◆ Data for this exercise ◆
━━━━━━━━━━━━━━━━━━━━━━━━━━━━━━
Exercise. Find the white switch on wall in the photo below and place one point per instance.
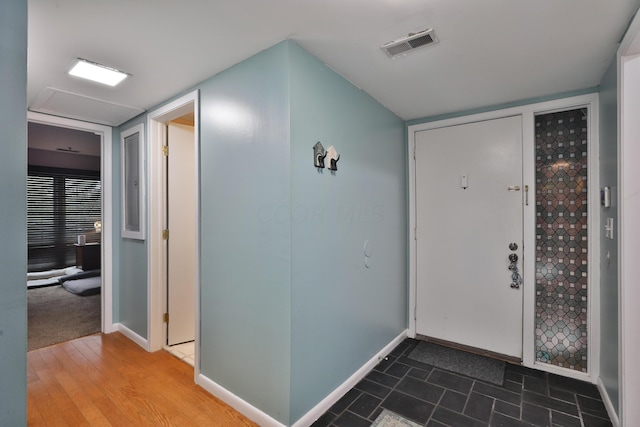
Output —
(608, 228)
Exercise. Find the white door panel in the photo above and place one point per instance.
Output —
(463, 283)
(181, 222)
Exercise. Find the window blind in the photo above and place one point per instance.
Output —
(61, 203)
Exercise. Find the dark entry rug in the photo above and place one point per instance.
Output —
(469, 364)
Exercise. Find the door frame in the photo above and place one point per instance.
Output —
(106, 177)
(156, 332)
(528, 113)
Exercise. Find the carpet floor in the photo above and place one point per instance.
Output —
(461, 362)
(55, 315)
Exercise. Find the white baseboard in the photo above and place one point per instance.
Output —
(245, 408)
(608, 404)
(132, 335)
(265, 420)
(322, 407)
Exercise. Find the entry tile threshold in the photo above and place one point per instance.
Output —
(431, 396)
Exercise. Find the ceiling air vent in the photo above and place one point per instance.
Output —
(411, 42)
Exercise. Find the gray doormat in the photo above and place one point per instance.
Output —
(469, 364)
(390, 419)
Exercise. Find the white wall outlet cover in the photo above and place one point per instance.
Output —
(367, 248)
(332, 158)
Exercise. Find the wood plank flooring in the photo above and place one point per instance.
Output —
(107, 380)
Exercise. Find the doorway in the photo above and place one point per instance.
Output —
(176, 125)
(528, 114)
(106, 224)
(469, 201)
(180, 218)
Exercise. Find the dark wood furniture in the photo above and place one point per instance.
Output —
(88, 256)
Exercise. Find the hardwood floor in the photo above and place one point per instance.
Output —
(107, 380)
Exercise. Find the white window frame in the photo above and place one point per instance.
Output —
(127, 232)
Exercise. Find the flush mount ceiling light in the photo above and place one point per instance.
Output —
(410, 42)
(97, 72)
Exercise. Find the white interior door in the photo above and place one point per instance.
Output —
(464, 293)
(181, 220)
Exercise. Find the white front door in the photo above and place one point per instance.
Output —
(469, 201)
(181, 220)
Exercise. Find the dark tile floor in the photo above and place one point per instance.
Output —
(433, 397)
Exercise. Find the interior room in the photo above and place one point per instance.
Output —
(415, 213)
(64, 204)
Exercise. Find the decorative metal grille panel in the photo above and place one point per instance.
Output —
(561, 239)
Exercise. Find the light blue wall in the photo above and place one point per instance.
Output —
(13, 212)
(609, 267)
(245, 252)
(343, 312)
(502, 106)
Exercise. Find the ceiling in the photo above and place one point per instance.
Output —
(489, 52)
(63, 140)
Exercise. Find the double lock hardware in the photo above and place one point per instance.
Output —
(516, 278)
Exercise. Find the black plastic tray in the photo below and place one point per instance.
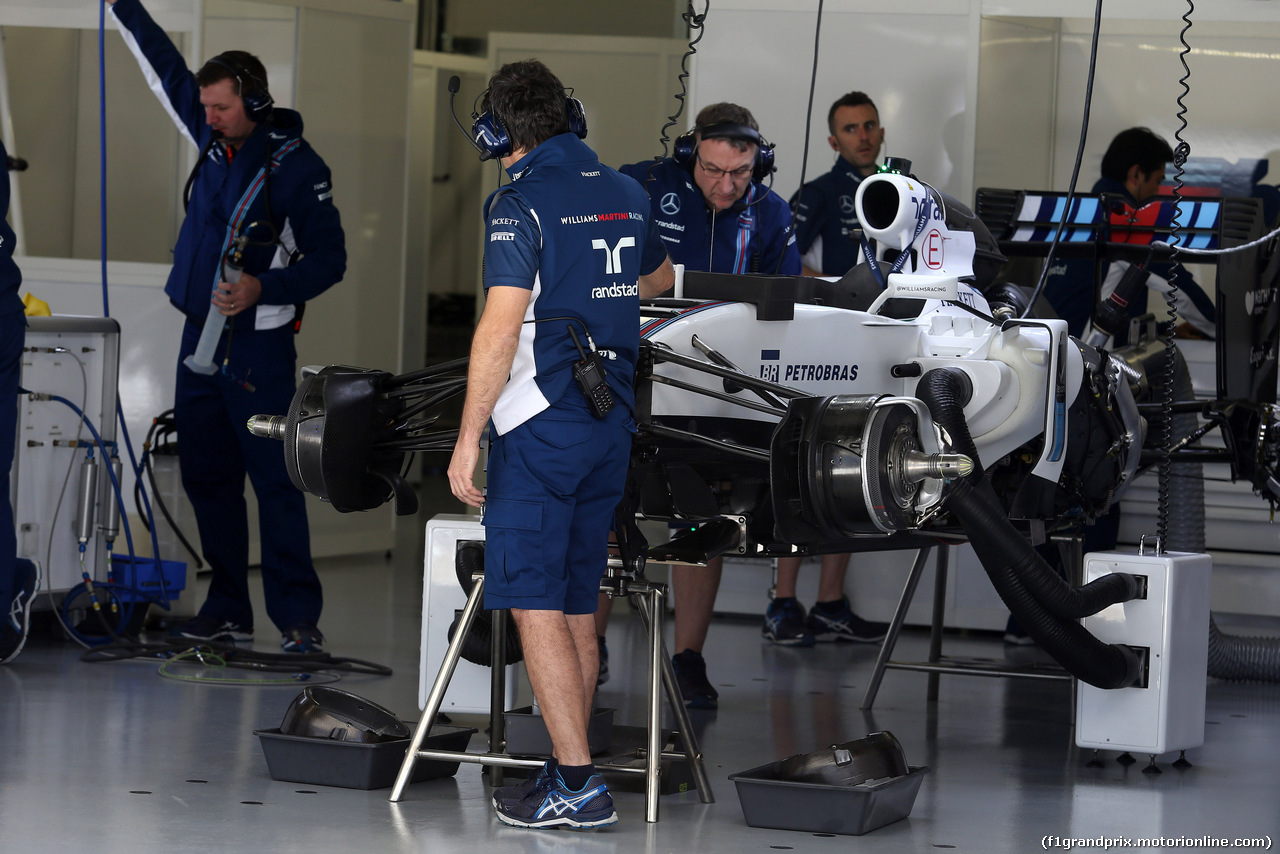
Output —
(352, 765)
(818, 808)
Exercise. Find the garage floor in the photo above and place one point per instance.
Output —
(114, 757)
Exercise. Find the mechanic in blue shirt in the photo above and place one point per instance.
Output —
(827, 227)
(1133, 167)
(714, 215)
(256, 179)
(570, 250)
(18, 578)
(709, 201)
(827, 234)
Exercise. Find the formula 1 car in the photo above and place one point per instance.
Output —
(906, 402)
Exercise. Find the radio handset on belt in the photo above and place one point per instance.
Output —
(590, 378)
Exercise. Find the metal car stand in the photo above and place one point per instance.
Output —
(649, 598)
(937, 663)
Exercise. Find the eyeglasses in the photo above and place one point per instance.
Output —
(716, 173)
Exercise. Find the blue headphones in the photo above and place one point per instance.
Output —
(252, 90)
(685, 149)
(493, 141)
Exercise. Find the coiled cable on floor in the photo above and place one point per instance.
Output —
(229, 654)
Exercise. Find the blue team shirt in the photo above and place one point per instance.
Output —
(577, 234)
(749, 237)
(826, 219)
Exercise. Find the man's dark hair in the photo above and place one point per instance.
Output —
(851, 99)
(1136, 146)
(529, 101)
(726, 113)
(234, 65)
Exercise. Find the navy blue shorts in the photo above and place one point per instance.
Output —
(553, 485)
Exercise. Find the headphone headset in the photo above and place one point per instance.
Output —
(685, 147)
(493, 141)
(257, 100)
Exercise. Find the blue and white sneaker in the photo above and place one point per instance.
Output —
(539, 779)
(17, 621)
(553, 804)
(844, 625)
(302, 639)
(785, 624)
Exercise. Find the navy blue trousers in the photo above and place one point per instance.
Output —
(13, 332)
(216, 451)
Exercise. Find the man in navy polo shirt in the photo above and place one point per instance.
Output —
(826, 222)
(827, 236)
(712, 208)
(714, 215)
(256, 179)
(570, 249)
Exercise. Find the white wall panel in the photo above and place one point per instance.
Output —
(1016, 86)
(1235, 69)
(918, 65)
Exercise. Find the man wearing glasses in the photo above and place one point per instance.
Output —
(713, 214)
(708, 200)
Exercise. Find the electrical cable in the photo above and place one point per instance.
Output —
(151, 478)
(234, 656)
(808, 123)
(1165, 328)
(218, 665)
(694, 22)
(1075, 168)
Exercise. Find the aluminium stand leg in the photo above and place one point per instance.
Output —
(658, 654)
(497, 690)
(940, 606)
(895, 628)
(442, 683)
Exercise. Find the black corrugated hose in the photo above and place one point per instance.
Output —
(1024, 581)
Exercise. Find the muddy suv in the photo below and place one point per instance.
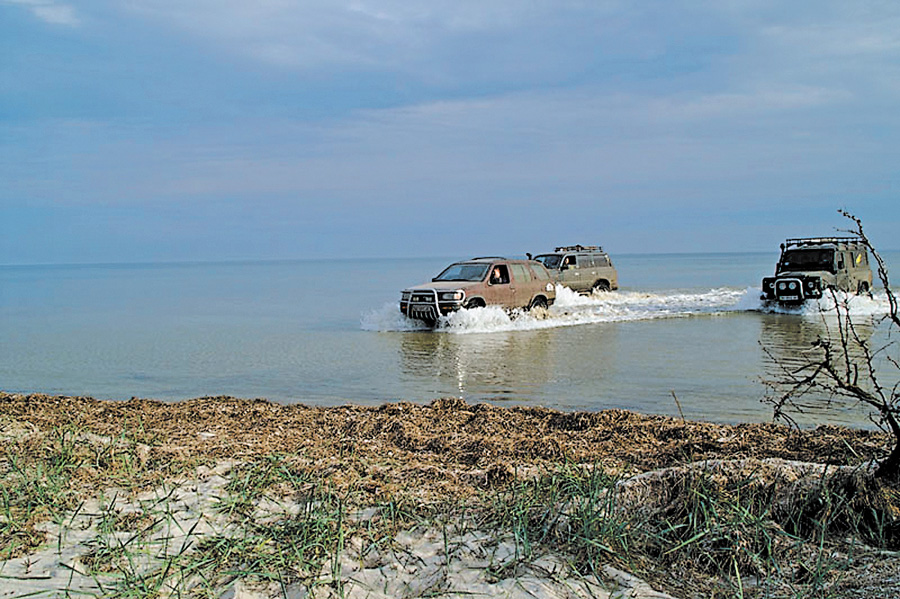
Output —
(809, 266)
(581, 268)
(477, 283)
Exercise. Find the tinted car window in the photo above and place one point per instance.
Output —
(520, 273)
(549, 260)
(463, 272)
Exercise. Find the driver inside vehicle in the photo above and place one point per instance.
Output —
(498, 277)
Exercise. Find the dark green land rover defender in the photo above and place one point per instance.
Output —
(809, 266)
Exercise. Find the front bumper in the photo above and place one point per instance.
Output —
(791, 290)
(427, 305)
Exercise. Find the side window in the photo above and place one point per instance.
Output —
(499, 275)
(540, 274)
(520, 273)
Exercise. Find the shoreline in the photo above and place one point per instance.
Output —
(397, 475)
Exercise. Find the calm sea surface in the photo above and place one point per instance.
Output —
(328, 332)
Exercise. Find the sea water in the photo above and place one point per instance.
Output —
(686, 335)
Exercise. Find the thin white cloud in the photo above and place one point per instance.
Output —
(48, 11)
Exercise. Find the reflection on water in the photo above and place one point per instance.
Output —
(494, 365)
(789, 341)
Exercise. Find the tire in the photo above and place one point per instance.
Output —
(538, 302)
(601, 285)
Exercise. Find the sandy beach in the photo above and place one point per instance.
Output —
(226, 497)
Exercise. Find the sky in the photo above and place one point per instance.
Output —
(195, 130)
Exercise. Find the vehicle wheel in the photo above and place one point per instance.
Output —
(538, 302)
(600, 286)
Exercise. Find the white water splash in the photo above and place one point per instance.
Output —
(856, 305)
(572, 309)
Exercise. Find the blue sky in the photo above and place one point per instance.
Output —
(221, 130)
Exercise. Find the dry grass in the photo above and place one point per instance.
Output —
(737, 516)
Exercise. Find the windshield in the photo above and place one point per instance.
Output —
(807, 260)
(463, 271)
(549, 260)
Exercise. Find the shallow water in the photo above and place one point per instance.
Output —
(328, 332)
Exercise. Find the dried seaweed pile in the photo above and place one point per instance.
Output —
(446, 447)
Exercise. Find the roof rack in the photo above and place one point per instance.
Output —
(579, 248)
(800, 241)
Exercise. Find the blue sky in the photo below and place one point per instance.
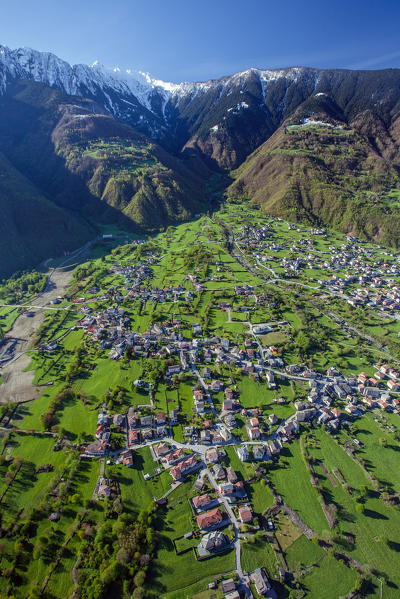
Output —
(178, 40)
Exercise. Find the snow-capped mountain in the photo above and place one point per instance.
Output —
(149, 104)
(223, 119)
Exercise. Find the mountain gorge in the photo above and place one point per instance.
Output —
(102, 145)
━━━━━━━━━━━━━━━━━━━━━━━━━━━━━━
◆ Objective ◆
Please write out the material from the line containing "Exercise. Find the tire" to its final line, both inclusive, exactly as it appears; pictures are not part of the copy.

◆ Task output ◆
Exercise. Find the tire in the photo above and place one point per instance.
Output —
(538, 302)
(601, 285)
Exercise. Find the sandy beach in the photo above and place one point per instance.
Output —
(226, 497)
Exercise. Find the sky in the photo above and place one point per instance.
Output —
(195, 130)
Exercise. Find the vehicle wheel in the photo above and place one point per instance.
Output —
(538, 302)
(600, 286)
Exercise. Find the white water splash in the photo above and place one point per instance.
Output —
(856, 305)
(572, 309)
Exercise. Find the blue sky in the photo above and place one point per instance.
Output —
(221, 130)
Exercise. Find the dry grass in the photo above and place one point per instance.
Output —
(737, 516)
Exercise. Find the windshield in the photo above and place one point per instance.
Output —
(807, 260)
(463, 271)
(549, 260)
Exercise. Find the shallow water in the photo above and place one point per instance.
Output —
(328, 332)
Exercise. Find the dried seaweed pile in the photo above and place one point per instance.
Output —
(446, 447)
Exercise. Find the roof rack in the photo above and place one point per instance.
Output —
(579, 248)
(800, 241)
Exercise. Find the blue sky in the photo below and place one point per instance.
Output —
(178, 40)
Exercise. Find the snow-capped mountain in the photo above and place one point per instance.
Output —
(149, 104)
(223, 119)
Exercise. Find the mountain gorge in the photo above and place one point per instance.
Output —
(102, 145)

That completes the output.